INSTRUCTIONS FOR THE TASK>
Convert the lines of the records starting at the one containing "Target: damaged red car" and ending at the one containing "(1104, 546)" into a numbered list, leaving out any blank lines.

[Source records]
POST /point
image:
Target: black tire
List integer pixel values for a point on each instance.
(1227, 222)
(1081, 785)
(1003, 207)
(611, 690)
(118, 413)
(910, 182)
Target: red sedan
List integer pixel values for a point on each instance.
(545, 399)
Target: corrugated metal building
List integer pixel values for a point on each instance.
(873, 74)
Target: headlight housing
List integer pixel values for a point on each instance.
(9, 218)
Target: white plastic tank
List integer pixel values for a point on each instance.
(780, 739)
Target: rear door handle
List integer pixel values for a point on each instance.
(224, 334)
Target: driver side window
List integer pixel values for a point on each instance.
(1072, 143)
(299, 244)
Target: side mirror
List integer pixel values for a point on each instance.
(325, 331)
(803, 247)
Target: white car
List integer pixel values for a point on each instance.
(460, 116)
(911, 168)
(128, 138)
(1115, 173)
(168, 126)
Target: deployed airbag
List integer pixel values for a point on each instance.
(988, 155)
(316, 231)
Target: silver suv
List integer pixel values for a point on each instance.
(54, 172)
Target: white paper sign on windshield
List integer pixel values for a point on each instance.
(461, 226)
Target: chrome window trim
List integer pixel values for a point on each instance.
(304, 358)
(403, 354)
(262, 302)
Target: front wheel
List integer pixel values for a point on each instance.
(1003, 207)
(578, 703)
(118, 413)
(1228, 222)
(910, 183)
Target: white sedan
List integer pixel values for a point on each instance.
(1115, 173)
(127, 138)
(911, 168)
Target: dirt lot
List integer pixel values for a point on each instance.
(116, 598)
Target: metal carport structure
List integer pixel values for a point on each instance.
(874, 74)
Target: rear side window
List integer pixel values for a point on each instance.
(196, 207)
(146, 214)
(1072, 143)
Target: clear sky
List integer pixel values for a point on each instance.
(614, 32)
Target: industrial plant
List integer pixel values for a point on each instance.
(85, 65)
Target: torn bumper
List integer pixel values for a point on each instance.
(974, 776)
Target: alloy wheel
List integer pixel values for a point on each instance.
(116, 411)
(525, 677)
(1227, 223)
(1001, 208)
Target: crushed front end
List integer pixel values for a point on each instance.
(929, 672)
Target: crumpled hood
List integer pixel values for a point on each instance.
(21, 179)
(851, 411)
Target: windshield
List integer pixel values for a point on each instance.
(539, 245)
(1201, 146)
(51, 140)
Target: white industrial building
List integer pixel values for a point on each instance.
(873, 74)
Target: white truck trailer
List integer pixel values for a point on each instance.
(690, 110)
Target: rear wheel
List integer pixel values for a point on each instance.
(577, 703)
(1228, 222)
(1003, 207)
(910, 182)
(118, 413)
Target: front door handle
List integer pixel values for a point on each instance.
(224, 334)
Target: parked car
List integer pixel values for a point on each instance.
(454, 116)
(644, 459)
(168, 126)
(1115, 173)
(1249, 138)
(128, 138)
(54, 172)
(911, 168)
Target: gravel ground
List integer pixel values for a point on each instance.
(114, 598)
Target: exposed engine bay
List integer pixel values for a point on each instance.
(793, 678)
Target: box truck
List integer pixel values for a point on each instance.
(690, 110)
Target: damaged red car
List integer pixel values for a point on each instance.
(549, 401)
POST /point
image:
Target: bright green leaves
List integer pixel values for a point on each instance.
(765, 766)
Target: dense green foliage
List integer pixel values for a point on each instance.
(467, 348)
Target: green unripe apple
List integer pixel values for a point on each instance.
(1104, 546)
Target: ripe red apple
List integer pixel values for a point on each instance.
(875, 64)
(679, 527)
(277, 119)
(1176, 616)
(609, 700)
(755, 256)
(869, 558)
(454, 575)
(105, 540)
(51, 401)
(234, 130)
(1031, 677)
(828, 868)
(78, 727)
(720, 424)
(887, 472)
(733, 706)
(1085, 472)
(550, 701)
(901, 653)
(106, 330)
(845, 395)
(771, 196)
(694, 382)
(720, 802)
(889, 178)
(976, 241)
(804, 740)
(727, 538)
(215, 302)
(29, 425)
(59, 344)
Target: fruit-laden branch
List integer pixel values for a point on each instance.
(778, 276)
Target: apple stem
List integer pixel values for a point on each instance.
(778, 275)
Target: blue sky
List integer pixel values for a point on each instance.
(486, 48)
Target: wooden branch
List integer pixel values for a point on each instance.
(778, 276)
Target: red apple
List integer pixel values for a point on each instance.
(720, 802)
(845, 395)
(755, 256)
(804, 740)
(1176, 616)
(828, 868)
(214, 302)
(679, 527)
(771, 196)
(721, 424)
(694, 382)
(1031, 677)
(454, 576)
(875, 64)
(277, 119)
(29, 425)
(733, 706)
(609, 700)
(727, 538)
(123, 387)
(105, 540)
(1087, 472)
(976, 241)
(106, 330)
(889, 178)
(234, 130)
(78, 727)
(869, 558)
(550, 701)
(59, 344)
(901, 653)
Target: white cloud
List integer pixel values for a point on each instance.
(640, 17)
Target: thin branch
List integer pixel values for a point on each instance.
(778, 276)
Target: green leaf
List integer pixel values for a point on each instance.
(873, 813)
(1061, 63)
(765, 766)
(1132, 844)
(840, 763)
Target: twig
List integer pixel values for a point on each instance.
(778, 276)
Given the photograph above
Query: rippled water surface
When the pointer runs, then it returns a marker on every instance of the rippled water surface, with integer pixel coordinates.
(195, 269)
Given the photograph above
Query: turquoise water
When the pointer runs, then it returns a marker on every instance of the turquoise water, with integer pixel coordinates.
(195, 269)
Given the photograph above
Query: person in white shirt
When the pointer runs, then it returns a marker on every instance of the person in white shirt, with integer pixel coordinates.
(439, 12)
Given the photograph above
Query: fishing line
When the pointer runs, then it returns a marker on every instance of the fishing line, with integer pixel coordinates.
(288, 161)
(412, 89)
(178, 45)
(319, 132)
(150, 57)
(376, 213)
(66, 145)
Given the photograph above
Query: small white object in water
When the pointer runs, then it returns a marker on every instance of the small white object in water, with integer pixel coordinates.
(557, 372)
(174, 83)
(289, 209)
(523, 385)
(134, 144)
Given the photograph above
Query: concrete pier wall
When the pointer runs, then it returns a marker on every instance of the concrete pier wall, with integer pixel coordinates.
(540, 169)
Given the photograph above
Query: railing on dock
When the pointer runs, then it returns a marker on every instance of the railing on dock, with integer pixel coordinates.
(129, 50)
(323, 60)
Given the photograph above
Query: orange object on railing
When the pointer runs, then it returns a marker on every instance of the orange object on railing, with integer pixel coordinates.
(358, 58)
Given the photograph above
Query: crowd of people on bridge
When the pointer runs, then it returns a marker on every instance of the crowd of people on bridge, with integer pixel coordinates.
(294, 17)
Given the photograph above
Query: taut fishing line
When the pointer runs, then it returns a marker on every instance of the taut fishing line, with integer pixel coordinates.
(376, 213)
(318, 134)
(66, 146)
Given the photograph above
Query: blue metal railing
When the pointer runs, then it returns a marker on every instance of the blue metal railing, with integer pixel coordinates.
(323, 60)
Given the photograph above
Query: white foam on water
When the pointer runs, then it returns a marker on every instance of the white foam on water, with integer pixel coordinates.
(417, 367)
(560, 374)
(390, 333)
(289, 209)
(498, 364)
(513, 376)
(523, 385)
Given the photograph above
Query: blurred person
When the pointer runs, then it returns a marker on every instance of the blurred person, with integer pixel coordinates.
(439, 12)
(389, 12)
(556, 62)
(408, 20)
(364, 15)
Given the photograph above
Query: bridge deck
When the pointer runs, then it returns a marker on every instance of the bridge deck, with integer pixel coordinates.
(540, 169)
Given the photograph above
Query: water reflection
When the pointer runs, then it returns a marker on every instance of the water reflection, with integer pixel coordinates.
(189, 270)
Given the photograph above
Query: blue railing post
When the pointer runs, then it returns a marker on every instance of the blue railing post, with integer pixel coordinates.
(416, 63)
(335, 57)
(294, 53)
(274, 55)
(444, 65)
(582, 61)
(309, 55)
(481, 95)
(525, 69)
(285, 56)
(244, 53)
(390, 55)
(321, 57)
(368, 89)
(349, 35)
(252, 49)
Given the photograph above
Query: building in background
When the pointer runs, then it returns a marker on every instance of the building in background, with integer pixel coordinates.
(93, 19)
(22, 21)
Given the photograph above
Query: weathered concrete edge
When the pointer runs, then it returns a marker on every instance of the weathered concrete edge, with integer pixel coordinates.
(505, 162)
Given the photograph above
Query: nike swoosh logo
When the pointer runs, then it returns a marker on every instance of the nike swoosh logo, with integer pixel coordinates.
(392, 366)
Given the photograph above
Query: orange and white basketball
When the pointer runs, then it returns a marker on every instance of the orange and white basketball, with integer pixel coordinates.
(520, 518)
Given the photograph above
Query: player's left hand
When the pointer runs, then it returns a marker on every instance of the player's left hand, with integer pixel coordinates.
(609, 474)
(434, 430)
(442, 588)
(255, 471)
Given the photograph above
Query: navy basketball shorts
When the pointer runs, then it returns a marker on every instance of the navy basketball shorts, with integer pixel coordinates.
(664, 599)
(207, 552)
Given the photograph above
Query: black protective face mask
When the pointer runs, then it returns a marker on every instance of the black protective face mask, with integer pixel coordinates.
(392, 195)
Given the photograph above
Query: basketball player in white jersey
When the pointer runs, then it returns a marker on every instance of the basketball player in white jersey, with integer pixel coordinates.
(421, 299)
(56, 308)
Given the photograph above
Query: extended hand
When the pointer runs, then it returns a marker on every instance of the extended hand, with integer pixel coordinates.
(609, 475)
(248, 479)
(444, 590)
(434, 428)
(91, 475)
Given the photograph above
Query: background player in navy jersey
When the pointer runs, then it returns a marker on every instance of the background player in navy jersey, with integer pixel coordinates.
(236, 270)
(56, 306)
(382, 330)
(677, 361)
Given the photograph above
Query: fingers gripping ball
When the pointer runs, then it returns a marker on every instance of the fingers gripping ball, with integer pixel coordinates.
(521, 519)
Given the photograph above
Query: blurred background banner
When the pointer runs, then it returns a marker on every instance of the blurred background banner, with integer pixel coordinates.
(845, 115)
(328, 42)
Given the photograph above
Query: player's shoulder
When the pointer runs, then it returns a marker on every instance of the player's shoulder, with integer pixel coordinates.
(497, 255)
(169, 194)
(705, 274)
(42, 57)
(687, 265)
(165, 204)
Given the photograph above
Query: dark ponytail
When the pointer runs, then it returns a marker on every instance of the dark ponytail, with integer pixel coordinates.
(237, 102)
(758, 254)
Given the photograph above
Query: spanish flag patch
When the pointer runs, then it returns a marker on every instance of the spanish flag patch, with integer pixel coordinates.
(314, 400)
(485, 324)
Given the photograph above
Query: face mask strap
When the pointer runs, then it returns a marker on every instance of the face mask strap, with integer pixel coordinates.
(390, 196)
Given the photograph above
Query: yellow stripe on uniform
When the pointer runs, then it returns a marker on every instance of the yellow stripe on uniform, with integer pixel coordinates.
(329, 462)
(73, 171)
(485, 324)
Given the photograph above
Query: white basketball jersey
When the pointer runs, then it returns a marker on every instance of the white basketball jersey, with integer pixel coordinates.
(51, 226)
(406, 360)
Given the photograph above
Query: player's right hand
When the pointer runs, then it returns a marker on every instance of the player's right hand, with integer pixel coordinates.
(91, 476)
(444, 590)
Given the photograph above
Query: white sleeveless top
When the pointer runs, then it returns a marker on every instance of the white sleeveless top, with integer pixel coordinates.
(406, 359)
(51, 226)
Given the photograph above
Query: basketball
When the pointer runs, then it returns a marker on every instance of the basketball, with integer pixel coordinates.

TASK OUTPUT>
1. Target: damaged red car
2. List integer pixel values for a point on each instance.
3. (549, 401)
4. POST /point
5. image:
6. Target: bright green leaves
7. List integer pixel values for a point on each instance.
8. (765, 766)
9. Target: dense green foliage
10. List integer pixel values for a point on each instance.
11. (467, 348)
12. Target: green unripe apple
13. List integer pixel values for a point on each instance.
14. (1104, 546)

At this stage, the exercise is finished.